Task goal: Copy the lines from the one containing "For every instance of the wood grain" through the one containing "[[53, 195]]", inclusive, with "roof underside" swapped for "eave" and nothing else changed.

Input records:
• • • • •
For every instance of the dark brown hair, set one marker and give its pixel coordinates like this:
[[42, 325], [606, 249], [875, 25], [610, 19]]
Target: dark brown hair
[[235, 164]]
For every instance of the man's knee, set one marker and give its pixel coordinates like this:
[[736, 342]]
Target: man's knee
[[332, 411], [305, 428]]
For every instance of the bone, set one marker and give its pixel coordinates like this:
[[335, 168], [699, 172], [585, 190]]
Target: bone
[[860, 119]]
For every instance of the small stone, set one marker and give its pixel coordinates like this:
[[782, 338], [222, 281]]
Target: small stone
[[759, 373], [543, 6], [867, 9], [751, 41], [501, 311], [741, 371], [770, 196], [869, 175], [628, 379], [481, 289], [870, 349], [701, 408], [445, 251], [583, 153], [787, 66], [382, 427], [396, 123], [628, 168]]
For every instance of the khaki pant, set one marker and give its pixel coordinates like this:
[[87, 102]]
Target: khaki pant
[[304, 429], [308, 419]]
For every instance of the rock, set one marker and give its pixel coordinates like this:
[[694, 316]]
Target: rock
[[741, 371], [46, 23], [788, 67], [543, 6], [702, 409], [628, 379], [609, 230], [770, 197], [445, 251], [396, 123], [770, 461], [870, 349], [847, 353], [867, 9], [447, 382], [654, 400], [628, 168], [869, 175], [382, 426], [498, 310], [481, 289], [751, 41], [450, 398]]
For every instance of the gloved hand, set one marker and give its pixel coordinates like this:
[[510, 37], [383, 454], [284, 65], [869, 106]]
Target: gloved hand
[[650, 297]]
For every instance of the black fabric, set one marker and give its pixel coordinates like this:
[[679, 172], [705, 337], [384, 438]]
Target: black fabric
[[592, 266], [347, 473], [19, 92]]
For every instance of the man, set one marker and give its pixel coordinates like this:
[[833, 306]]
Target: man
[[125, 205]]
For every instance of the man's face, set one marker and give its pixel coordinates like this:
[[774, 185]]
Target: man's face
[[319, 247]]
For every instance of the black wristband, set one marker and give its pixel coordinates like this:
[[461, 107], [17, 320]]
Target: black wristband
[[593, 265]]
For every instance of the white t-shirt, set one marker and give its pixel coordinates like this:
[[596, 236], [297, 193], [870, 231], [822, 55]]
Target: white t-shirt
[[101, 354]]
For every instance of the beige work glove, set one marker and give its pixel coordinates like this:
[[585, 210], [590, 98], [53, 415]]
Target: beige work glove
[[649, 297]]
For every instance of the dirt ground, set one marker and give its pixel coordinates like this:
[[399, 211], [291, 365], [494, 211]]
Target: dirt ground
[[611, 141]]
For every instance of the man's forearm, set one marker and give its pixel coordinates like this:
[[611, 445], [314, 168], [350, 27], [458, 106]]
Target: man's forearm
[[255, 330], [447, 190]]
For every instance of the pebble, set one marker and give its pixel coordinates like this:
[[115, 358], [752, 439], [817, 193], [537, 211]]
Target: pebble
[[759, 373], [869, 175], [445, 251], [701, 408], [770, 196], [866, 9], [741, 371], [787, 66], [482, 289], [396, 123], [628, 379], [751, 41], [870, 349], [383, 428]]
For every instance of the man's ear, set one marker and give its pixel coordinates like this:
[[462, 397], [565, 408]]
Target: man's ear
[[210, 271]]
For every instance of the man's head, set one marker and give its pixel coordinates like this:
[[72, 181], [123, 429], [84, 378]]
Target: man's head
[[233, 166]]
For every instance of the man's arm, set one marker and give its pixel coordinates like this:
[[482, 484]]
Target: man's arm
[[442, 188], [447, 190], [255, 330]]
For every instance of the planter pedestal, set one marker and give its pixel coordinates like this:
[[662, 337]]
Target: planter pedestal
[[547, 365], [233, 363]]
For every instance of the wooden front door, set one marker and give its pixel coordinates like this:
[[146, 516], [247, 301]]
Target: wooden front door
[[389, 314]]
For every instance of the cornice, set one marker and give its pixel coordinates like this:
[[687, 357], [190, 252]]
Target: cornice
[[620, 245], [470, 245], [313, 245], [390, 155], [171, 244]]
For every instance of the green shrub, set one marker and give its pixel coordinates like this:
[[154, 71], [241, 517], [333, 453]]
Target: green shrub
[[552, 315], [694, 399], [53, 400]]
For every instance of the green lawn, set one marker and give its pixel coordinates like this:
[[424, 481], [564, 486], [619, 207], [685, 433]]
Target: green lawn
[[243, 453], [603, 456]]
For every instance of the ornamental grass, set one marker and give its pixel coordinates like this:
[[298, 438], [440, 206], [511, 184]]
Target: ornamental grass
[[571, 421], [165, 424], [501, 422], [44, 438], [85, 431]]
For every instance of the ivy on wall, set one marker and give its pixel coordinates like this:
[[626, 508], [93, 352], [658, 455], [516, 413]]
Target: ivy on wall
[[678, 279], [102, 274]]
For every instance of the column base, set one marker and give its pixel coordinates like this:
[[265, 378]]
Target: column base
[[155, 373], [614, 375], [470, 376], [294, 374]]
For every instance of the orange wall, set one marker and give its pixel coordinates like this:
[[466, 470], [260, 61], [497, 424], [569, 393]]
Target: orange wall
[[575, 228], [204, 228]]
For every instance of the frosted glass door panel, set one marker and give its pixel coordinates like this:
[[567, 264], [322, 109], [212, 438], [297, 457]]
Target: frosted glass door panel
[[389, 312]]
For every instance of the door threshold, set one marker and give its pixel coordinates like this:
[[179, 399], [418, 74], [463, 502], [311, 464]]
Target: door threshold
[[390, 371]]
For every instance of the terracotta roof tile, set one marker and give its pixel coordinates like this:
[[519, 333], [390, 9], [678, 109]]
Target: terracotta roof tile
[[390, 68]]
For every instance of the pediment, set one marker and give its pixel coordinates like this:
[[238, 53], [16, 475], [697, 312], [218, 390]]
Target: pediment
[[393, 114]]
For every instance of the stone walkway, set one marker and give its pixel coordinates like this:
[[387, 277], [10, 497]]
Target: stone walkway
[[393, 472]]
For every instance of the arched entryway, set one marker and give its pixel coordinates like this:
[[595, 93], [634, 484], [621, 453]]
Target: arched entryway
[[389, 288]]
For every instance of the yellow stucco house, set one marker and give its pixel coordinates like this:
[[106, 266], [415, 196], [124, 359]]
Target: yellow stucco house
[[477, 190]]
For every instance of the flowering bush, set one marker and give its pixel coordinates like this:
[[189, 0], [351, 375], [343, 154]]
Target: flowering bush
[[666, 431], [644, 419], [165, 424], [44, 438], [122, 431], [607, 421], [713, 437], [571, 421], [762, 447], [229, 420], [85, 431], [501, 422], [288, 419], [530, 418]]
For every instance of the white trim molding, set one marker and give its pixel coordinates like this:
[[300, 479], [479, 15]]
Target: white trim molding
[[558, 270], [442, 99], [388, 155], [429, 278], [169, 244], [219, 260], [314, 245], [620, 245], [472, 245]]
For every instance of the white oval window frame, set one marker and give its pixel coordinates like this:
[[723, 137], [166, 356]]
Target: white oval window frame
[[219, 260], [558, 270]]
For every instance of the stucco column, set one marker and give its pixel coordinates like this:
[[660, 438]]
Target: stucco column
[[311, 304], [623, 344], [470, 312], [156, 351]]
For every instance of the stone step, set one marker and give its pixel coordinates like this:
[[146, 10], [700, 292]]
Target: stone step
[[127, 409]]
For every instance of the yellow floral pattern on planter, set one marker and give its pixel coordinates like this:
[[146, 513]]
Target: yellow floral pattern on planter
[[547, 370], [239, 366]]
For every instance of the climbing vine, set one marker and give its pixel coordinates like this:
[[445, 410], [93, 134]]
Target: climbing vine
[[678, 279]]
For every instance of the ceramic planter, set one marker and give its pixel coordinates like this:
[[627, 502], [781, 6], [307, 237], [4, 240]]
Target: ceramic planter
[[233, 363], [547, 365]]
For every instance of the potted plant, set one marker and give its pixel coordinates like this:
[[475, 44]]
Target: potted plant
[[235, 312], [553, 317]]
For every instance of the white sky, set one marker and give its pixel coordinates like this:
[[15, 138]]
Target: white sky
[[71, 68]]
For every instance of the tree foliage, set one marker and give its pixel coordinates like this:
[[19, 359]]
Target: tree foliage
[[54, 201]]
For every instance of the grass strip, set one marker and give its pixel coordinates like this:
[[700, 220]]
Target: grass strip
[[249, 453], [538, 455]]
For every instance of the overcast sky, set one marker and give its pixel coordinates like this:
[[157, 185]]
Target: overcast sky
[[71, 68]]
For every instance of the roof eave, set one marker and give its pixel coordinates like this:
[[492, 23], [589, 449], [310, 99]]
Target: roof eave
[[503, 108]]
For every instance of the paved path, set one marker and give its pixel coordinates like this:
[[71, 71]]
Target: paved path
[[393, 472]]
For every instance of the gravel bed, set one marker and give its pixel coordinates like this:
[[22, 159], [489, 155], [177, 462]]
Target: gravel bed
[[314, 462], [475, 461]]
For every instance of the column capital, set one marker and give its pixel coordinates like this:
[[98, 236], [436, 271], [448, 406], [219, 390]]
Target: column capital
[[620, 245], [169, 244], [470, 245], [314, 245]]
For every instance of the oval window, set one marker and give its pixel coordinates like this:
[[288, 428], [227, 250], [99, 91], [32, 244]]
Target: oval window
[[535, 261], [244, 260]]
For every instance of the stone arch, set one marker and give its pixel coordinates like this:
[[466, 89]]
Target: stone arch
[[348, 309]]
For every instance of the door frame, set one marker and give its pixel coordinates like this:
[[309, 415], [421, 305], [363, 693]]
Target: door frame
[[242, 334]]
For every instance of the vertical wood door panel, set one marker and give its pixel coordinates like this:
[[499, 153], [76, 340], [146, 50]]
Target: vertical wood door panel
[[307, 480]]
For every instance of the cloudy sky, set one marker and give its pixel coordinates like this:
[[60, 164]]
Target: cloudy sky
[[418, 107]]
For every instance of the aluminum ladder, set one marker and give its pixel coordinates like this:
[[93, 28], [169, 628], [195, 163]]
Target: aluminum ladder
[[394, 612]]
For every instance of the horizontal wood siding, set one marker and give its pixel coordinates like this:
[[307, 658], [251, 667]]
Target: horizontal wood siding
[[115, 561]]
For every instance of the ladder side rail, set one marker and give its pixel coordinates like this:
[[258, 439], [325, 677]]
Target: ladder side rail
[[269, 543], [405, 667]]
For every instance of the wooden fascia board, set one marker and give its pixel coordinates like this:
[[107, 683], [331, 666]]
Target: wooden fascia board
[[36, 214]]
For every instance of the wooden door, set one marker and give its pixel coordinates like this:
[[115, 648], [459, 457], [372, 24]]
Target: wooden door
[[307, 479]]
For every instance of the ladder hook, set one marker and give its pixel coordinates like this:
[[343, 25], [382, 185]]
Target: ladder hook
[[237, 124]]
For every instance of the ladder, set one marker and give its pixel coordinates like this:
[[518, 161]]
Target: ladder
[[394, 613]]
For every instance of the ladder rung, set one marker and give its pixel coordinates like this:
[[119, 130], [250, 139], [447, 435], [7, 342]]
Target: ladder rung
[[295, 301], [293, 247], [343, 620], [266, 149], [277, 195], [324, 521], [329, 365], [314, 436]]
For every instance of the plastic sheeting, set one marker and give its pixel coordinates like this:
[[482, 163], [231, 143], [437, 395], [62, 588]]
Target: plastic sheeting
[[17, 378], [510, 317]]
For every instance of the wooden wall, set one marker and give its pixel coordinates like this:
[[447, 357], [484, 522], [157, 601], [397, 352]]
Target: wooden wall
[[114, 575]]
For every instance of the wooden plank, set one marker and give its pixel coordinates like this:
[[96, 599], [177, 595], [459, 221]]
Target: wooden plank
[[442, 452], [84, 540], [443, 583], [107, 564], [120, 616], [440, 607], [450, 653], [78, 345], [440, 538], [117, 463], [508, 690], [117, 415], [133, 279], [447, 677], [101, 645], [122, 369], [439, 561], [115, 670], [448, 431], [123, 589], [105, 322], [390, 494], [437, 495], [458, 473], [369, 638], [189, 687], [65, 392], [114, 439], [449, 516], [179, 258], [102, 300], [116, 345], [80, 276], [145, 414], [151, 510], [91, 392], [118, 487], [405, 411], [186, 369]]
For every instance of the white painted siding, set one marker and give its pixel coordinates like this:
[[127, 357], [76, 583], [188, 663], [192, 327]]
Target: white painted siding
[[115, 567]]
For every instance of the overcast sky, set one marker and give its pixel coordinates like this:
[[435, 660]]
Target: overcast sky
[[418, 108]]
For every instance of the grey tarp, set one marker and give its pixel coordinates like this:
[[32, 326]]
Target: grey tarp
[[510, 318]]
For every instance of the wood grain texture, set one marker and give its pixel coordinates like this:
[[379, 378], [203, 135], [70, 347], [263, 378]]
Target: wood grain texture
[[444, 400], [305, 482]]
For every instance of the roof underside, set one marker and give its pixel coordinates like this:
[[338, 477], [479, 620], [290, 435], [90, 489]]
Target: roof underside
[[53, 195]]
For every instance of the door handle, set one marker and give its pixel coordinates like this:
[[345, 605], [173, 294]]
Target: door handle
• • • • •
Answer below:
For every instance of the wood grain texture, set one marker and give its pixel coordinates like this:
[[379, 378], [203, 135], [70, 347], [263, 378]]
Target: wood grain texture
[[444, 400], [305, 482]]
For every instance of the eave, set one marker and give its pixel coordinates like this:
[[338, 477], [479, 620], [290, 435], [90, 489]]
Target: eave
[[53, 195]]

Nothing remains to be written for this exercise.